[Records excerpted from a collection]
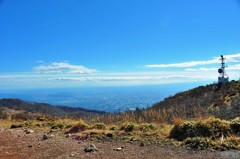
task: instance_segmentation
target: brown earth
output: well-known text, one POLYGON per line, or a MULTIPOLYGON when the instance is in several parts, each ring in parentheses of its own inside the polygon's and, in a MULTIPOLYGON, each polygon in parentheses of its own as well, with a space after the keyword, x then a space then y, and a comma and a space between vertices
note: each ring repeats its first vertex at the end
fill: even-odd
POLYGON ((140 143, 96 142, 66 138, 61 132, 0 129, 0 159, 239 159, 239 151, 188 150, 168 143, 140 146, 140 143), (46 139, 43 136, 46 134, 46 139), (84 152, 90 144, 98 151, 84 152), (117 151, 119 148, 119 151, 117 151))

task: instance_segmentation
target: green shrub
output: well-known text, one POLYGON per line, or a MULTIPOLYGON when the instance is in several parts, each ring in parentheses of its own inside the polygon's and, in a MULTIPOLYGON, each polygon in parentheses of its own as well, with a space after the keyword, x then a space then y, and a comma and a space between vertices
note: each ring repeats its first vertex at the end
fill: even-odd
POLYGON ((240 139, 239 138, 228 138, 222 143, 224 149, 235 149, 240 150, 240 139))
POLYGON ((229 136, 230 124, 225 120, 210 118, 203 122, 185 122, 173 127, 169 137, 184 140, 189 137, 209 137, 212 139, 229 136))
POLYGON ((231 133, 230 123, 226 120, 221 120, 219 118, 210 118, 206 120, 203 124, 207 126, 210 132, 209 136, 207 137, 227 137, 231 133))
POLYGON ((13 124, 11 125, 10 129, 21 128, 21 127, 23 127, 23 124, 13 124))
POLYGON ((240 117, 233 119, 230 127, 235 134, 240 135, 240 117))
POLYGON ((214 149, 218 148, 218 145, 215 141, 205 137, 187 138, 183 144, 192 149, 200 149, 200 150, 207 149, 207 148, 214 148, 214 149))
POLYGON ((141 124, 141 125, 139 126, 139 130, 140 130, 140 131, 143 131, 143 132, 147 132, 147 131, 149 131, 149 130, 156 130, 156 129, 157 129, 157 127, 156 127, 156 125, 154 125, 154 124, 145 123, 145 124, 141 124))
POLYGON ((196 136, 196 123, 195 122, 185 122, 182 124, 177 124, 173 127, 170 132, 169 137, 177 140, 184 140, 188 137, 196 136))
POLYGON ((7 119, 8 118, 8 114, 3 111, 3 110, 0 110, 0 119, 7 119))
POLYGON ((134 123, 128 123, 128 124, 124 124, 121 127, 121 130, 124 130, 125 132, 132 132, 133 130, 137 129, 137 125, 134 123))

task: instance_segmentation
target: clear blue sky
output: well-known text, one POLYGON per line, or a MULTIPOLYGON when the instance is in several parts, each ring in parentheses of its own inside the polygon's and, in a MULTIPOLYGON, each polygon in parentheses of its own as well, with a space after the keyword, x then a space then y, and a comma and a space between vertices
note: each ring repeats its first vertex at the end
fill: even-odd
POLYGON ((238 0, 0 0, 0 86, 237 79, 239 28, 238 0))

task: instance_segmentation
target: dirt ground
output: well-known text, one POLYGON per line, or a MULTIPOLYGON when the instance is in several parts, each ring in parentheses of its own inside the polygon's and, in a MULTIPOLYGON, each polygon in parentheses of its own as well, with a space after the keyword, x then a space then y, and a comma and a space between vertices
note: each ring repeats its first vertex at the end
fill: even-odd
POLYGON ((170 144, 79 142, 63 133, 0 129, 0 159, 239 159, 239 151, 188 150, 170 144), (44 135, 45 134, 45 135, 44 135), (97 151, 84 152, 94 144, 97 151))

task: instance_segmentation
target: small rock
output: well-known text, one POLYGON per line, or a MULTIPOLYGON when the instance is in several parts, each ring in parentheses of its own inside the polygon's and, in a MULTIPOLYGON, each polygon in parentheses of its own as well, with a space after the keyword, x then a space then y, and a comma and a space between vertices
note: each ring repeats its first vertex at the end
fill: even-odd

» Task to carry out: Render every line of the listing above as a numbered list, omitting blank lines. Leave the picture out of your answer.

» Worked solution:
1. task: instance_segmentation
2. target: brown earth
3. output: well-known text, one POLYGON per line, or a MULTIPOLYGON when the instance is in several parts, each ring in parentheses of its own inside the polygon's and, in a MULTIPOLYGON, each polygon in parentheses of its own as well, with a space after the keyword, x then a space then y, and a comma and a space between vertices
4. note: each ring repeats its first vertex at the end
5. fill: even-odd
6. POLYGON ((140 143, 96 142, 66 138, 61 132, 0 129, 0 159, 239 159, 239 151, 188 150, 168 143, 140 146, 140 143), (46 139, 43 136, 46 134, 46 139), (84 152, 90 144, 98 151, 84 152), (117 151, 119 148, 119 151, 117 151))
7. task: instance_segmentation
8. target: green shrub
9. output: well-known text, one POLYGON per line, or a MULTIPOLYGON when the instance is in several parts, each ring in parentheses of its own inside the polygon's and, in a MULTIPOLYGON, each polygon in parentheses of its own as well, with a space after the keyword, x then a space then y, and a comma and a space between vertices
10. note: each ring repeats its first vertex at the end
11. fill: even-odd
12. POLYGON ((240 139, 239 138, 228 138, 222 143, 224 149, 235 149, 240 150, 240 139))
13. POLYGON ((229 136, 230 124, 225 120, 210 118, 203 122, 185 122, 173 127, 169 137, 184 140, 189 137, 209 137, 212 139, 229 136))
14. POLYGON ((231 133, 230 123, 226 120, 221 120, 219 118, 210 118, 206 120, 203 124, 207 126, 210 132, 209 136, 207 137, 227 137, 231 133))
15. POLYGON ((13 124, 11 125, 10 129, 21 128, 21 127, 23 127, 23 124, 13 124))
16. POLYGON ((240 117, 233 119, 230 127, 235 134, 240 135, 240 117))
17. POLYGON ((214 149, 218 148, 218 145, 215 141, 205 137, 187 138, 183 144, 192 149, 200 149, 200 150, 207 149, 207 148, 214 148, 214 149))
18. POLYGON ((141 124, 141 125, 139 126, 139 130, 140 130, 140 131, 143 131, 143 132, 147 132, 147 131, 149 131, 149 130, 156 130, 156 129, 157 129, 157 127, 156 127, 156 125, 154 125, 154 124, 145 123, 145 124, 141 124))
19. POLYGON ((196 136, 196 123, 195 122, 185 122, 182 124, 177 124, 173 127, 170 132, 169 137, 177 140, 184 140, 188 137, 196 136))
20. POLYGON ((7 119, 8 118, 8 114, 3 111, 3 110, 0 110, 0 119, 7 119))
21. POLYGON ((134 123, 128 123, 128 124, 124 124, 121 127, 121 130, 124 130, 125 132, 132 132, 133 130, 137 129, 137 125, 134 123))
22. task: instance_segmentation
23. target: clear blue sky
24. output: well-known text, one POLYGON per line, or a MULTIPOLYGON when the instance is in several parts, each ring in parentheses of its own inside the polygon's and, in a MULTIPOLYGON, each polygon in parentheses of its own as well, with a space after the keyword, x then a space then y, and a comma and a space between vertices
25. note: each ring repeats its first vertex at the end
26. fill: even-odd
27. POLYGON ((238 0, 0 0, 0 86, 237 79, 239 28, 238 0))
28. task: instance_segmentation
29. target: dirt ground
30. output: well-known text, one POLYGON per line, or a MULTIPOLYGON when the instance is in several parts, each ring in parentheses of its own inside the polygon's and, in a MULTIPOLYGON, each polygon in parentheses of its own as well, with a space after the keyword, x then a space then y, and a comma and a space between vertices
31. note: each ring repeats its first vertex at the end
32. fill: even-odd
33. POLYGON ((170 144, 79 142, 63 133, 0 129, 0 159, 239 159, 239 151, 188 150, 170 144), (44 135, 45 134, 45 135, 44 135), (97 151, 84 152, 94 144, 97 151))
34. task: instance_segmentation
35. target: small rock
36. output: well-known text, one POLYGON per line, or a MULTIPOLYGON when the instance is in several parts, each ring in parentheses of its own inside the polygon's and, in a MULTIPOLYGON, each polygon in parentheses of its own as well, with a space after the keyword, x then a space then y, and a comma and a space between vertices
37. note: each ring repeats its first vertex at the end
38. fill: even-odd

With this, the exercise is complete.